> **Exercise goal**: Count the lines in the following entries that contain the word "below", and reply with only that number.

> **Entries**:
________________

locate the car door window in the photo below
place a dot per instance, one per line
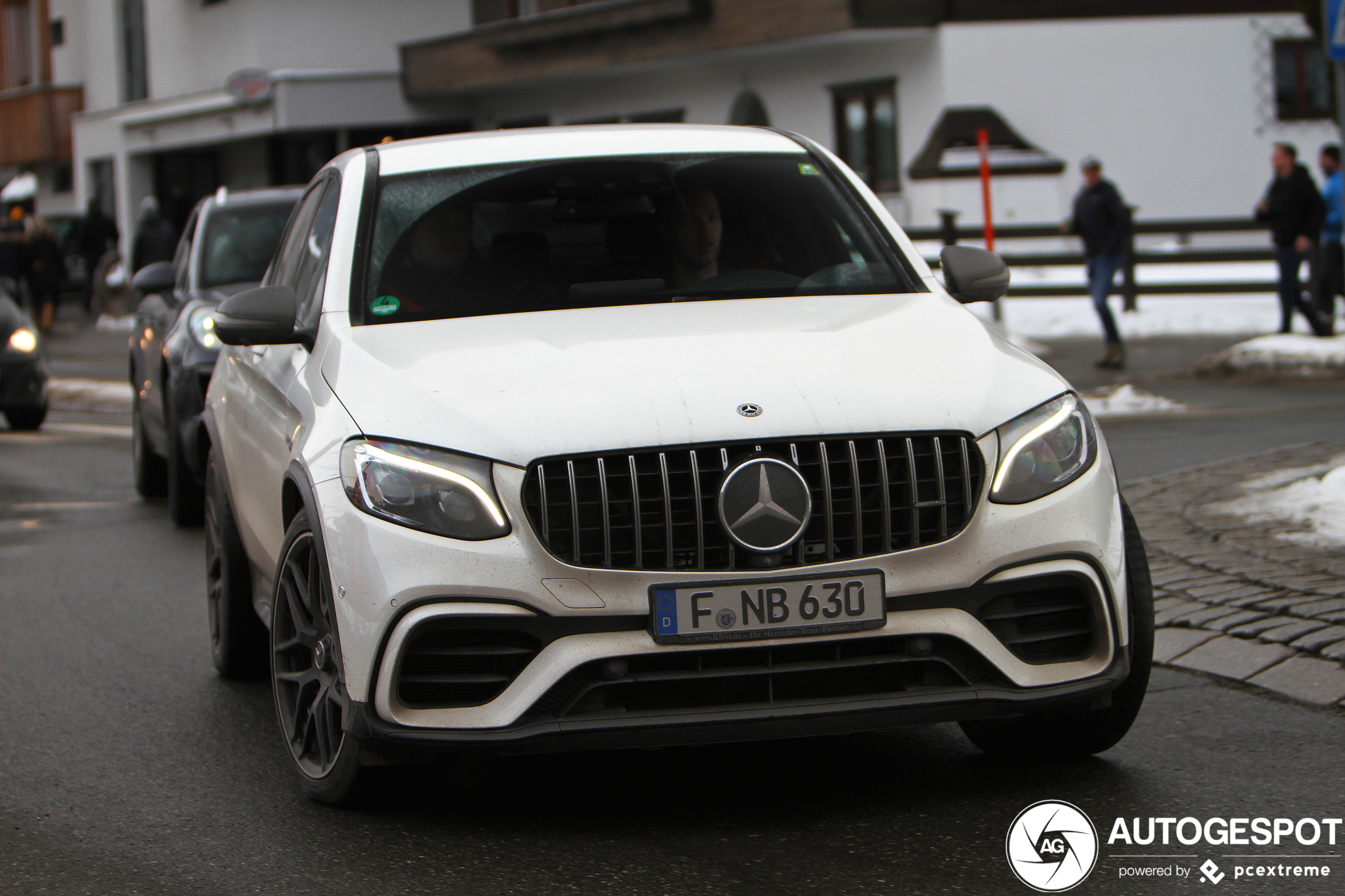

________________

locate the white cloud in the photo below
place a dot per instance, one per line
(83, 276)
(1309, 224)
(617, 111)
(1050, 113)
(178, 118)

________________

> **Complete answer**: 2